## Task description
Copy the article on honesty in marriage starting at "Family and Religion" and ending at "is her past.", but change "holy institution" to "sacred institution".

## Provided passage

Published:Wednesday | March 23, 2016 | 12:00 AMCecelia Campbell-Livingston

"You want answers?"

"I think I'm entitled to them!"

"You want answers?"

"I want the truth!"

"You can't handle the truth!"

- Lines from the movie A Few Good Men

Who can forget that memorable scene in the movie A Few Good Men, with Tom Cruise and Jack Nicholson? Unfortunately, real life cannot be dismissed like the movies.

Truth is cleansing, but it can also come with negative repercussions. Some thriving marriages have been known to crumble when one partner gets 'too much information'.

How truthful should one be in marriage, and, as a Christian, should total honesty be practised at all times?

Family and Religion sought answers from Pastor Joan Gumbs of How Ya Livin' Now Deliverance Outreach Ministry, who said that from a Christian perspective, we are already taught not to engage in lying. She stressed that partners should be "very truthful".

"Colossians 3: 9,10 clearly states, 'Never lie to one another; because you have stripped away the old self, with its ways, and have put on the new self, which is continually being renewed in fuller and fuller knowledge, closer and closer to the image of its Creator'."

Gumbs said that marriage should be viewed as a holy institution.

Addressing the situation of women who had quite a number of lovers before marriage and who are dealing with a husband who did not know there were so many, she said, "The woman's past is her past.

## Supplied material
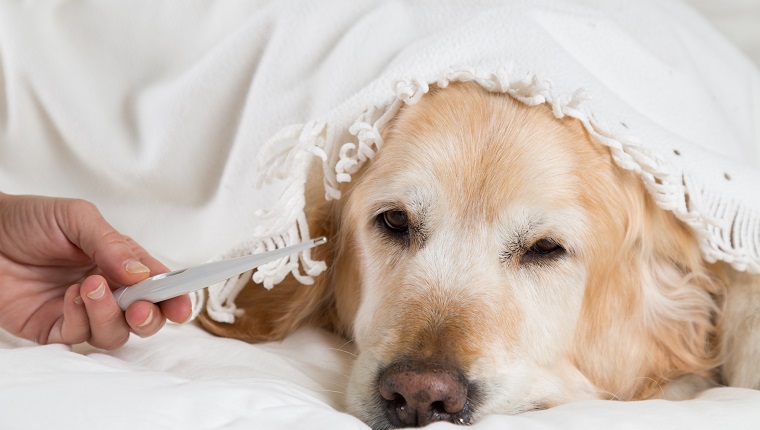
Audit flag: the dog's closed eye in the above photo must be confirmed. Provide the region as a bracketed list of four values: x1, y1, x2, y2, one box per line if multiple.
[521, 239, 565, 263]
[377, 209, 409, 236]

## Answer below
Family and Religion sought answers from Pastor Joan Gumbs of How Ya Livin' Now Deliverance Outreach Ministry, who said that from a Christian perspective, we are already taught not to engage in lying. She stressed that partners should be "very truthful".

"Colossians 3: 9,10 clearly states, 'Never lie to one another; because you have stripped away the old self, with its ways, and have put on the new self, which is continually being renewed in fuller and fuller knowledge, closer and closer to the image of its Creator'."

Gumbs said that marriage should be viewed as a sacred institution.

Addressing the situation of women who had quite a number of lovers before marriage and who are dealing with a husband who did not know there were so many, she said, "The woman's past is her past.